# Document excerpt
Today’s guest post is by Lisa Bunker, author of Felix Yz, a debut middle grade novel about a 13-year-old boy fused with an alien, which will be released tomorrow June 6, 2017 by Viking Children’s.



Debut Author Lisa Bunker

Story-making for me comes from a place of childlike geeky-joy play—as in, ooh ooh, what if there was a guy who was merged with a fourth-dimensional being? And what if that gave him superpowers? Like, what if he could detach any part of his body and have it appear somewhere else? Yeah, that would be so cool!

I wrote a scene involving detachable-parts superpowers when I was a teenager, so, fair to say, the basic idea for Felix Yz has been around for a looong time. That would be the idea of a person with a completely different being inside. Was I, as an unexpressed trans girl, groping to articulate my gender truth? No, ya think? Somebody can write that English paper someday. But, it was still also a promising idea for a story.

Fast forward thirty years, during which I kept trying and failing to write something anyone wanted to publish, and also during which the whole man-project developed more and more strained seams. Eventually, finally, I solved my gender conundrum, and began the switch from trying to live as a man to actually living as a woman. This freed up my writing, which until then had been encumbered with, in the process, lots of resentful mumbling, and in the product, a string of gratuitously angry mother characters. Yuck. Evidently, if you use your story-craft to futilely bang your head against something, you don’t do your best work.

# Exercise description
Answer these questions about the guest post above.
1. On what date will Felix Yz be released?
2. At what stage of life did the author first write a scene involving detachable-parts superpowers?
3. How many years does the author "fast forward" before solving the gender conundrum?

# Data extract

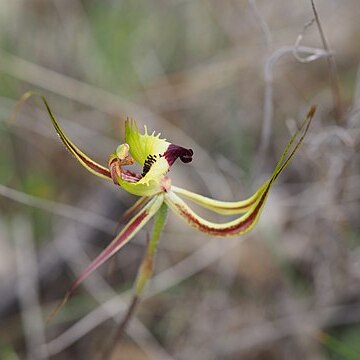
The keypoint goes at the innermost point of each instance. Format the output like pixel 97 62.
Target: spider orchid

# Solution below
1. June 6, 2017
2. As a teenager
3. Thirty years